WORK REQUEST
Reproduce exactly, from the data that follows, the line with "Need: one point per instance of the man in", the line with "black t-shirt, laid", and every line that lies between them.

(Point localization data)
- - - - -

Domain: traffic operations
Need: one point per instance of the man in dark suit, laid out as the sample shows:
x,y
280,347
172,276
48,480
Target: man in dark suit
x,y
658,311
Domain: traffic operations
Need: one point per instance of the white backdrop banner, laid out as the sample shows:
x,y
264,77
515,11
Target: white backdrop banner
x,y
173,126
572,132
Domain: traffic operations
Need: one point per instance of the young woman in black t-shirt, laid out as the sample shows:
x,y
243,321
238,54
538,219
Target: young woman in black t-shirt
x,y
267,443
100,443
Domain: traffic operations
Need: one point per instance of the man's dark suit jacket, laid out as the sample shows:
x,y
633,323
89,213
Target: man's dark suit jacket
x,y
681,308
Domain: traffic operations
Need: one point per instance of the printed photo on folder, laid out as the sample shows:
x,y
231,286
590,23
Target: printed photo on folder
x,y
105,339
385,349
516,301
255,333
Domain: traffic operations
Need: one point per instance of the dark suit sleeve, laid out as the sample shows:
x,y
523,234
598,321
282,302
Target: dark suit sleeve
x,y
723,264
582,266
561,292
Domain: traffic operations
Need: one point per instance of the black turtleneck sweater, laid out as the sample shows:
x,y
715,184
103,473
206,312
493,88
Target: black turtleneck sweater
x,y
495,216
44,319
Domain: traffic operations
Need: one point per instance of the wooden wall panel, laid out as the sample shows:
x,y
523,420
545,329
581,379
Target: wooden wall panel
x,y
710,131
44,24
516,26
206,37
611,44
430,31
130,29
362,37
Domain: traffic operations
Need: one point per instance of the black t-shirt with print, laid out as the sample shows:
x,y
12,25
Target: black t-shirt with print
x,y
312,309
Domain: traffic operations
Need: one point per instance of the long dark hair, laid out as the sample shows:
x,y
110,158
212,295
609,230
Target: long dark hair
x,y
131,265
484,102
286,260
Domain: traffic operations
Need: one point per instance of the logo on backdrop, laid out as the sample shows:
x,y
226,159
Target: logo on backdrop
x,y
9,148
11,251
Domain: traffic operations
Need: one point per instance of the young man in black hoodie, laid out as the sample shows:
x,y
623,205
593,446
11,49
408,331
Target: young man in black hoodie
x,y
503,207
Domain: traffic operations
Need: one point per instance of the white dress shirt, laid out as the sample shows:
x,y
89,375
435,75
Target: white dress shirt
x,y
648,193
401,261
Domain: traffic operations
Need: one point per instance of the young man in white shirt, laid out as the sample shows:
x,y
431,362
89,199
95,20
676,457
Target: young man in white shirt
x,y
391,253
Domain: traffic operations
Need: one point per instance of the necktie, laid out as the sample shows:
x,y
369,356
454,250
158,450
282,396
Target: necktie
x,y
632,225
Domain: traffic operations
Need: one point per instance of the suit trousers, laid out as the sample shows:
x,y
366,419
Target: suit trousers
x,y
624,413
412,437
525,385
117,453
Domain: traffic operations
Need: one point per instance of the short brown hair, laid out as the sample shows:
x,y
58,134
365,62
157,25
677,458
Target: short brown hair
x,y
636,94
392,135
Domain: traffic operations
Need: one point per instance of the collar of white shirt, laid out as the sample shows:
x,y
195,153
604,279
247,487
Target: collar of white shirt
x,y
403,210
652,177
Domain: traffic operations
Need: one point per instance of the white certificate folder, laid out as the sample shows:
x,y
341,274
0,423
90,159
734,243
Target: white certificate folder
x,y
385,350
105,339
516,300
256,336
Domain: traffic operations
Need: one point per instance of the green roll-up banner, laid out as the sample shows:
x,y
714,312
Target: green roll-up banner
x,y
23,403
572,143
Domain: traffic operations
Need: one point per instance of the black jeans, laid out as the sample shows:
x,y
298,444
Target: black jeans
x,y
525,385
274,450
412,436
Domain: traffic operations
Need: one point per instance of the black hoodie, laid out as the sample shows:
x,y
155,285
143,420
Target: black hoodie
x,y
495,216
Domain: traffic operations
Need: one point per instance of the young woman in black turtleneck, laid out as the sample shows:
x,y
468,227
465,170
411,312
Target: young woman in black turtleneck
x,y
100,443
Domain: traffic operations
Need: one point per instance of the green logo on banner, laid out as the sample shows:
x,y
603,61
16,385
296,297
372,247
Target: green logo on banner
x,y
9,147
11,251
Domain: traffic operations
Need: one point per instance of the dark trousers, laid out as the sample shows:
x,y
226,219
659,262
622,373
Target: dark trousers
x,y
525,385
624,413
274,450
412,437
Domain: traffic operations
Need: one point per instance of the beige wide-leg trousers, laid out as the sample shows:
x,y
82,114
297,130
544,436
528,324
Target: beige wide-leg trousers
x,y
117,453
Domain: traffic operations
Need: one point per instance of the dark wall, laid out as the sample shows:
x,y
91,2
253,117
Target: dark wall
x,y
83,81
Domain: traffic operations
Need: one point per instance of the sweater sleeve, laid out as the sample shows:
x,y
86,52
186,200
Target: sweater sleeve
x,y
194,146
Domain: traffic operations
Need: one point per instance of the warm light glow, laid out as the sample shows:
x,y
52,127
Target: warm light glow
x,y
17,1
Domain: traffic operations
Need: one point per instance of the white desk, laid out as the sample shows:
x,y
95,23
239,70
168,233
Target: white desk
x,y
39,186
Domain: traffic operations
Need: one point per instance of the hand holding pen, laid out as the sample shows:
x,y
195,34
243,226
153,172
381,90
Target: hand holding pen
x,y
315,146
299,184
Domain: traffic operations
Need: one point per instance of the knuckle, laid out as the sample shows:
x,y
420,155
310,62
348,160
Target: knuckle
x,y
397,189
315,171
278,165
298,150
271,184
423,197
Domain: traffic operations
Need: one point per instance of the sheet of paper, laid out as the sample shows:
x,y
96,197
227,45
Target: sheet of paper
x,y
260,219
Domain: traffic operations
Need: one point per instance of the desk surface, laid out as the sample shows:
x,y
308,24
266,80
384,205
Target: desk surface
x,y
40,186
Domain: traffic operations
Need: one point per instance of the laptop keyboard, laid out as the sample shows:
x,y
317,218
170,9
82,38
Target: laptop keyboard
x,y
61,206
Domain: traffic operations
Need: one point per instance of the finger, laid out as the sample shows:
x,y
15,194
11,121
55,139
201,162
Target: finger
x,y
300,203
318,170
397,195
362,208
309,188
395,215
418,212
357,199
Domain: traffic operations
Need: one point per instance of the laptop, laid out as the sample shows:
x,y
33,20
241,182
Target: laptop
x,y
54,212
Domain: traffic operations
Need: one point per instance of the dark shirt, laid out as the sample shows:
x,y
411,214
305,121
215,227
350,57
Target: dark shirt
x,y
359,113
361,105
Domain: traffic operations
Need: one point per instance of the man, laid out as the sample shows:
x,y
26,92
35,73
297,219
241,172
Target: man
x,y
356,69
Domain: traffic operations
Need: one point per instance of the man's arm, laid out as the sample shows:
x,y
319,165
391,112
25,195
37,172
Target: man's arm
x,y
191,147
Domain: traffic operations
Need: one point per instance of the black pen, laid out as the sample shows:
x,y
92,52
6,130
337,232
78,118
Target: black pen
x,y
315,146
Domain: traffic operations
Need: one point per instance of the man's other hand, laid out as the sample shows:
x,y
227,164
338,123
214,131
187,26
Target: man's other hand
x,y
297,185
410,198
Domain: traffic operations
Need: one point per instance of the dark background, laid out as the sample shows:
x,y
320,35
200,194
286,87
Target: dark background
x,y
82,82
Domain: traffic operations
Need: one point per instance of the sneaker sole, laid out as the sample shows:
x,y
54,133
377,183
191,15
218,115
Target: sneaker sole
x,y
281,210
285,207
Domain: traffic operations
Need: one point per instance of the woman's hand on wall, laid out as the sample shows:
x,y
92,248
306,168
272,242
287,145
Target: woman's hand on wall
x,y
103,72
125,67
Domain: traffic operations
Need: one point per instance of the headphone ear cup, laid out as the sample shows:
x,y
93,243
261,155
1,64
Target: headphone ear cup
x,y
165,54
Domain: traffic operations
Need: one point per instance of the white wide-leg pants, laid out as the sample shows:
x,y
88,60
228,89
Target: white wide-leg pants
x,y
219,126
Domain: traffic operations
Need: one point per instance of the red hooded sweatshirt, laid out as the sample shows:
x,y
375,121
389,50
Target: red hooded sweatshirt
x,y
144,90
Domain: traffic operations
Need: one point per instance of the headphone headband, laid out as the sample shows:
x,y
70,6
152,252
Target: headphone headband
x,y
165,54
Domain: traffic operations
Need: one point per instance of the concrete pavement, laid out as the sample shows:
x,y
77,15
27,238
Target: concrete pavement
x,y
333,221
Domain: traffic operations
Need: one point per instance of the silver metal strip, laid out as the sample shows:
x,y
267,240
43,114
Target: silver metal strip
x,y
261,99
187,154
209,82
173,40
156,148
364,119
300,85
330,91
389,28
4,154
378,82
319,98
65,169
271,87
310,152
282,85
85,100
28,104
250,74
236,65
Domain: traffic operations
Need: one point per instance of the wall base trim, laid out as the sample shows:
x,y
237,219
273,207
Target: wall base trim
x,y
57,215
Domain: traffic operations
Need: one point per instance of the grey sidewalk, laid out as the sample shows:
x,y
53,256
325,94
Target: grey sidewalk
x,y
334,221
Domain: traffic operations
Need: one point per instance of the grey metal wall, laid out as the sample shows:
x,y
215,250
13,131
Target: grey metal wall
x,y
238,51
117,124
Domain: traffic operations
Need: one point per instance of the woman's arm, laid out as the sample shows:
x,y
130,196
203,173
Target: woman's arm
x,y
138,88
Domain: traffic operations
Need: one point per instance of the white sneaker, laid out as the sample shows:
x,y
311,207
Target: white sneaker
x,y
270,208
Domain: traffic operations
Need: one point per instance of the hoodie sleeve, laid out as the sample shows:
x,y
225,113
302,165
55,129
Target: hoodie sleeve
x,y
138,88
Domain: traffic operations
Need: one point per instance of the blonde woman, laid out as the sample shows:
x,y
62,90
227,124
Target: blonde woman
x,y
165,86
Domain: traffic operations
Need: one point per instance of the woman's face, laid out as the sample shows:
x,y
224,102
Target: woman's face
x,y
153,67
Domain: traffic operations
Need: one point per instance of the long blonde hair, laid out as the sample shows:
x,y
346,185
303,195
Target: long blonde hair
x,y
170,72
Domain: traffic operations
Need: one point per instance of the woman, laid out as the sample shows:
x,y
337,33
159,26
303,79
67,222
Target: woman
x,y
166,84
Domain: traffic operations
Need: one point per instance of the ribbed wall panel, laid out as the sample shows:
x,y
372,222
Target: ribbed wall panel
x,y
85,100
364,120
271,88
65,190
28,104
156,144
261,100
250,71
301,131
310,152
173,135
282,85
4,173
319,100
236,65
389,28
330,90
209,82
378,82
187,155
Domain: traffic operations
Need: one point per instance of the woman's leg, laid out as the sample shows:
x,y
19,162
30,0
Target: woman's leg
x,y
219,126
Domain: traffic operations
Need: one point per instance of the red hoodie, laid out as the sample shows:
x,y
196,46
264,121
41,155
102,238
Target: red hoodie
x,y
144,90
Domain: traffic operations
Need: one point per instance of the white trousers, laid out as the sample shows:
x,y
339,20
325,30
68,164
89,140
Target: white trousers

- - - - -

TASK RESULT
Need: one point per instance of the man in dark suit, laid out as the sample shows:
x,y
280,347
172,276
48,480
Target: man in dark suit
x,y
658,311
Domain: traffic operations
Need: one point per instance of the white backdrop banner, laid out as the sample shows:
x,y
264,77
515,11
Target: white backdrop banner
x,y
173,126
572,132
Domain: traffic operations
Need: one point per instance of the young woman in black t-shirt, laid out as the sample shows:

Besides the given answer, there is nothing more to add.